begin MATERIAL SHOWN

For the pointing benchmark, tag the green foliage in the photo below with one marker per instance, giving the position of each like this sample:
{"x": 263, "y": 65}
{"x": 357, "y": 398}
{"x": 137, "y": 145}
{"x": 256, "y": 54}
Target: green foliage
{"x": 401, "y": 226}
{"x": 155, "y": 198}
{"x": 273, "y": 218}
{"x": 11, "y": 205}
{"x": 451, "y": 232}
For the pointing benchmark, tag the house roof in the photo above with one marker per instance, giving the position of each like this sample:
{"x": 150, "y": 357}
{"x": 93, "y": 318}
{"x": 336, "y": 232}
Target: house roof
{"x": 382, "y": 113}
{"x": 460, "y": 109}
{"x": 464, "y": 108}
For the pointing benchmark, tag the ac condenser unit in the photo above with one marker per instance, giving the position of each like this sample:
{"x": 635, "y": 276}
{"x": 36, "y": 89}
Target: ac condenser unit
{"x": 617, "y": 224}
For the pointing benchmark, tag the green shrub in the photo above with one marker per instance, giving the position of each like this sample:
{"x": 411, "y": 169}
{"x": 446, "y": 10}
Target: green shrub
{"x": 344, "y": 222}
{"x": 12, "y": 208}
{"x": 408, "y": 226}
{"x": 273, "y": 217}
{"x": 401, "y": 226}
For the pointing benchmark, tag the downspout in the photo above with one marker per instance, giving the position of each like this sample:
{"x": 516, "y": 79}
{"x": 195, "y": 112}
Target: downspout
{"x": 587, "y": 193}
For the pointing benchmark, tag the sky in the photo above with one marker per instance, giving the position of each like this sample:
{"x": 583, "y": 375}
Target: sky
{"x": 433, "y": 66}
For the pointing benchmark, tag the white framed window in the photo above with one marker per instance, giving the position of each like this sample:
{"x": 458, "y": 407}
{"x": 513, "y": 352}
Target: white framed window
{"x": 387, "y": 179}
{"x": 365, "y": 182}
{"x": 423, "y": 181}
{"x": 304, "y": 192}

end MATERIAL SHOWN

WHAT YOU ARE ASKED TO DO:
Can you copy, character for character, the stretch from the line containing "For the pointing benchmark, tag the green shrub" through the end of the items?

OUTPUT BELOW:
For the pointing benchmark, tag the green shrub in the photo above with one marker per instance, giving the position of each like this sample:
{"x": 411, "y": 169}
{"x": 446, "y": 10}
Target: green shrub
{"x": 344, "y": 222}
{"x": 12, "y": 208}
{"x": 408, "y": 226}
{"x": 273, "y": 217}
{"x": 401, "y": 226}
For the pointing benchmark, tag the downspout in the photo above with one marker per instance, giving the position of each like this sample:
{"x": 516, "y": 79}
{"x": 195, "y": 112}
Target: downspout
{"x": 587, "y": 193}
For the pointing benchmark, tag the sky in the photo above with one marker per instance, giving the position of each like this sample:
{"x": 583, "y": 375}
Target: sky
{"x": 433, "y": 66}
For the pointing benchmark, tag the white framed window in the photo above with one marker per instance, giving the position of each like this sample:
{"x": 458, "y": 407}
{"x": 513, "y": 352}
Target: white framed window
{"x": 387, "y": 179}
{"x": 365, "y": 182}
{"x": 423, "y": 181}
{"x": 304, "y": 192}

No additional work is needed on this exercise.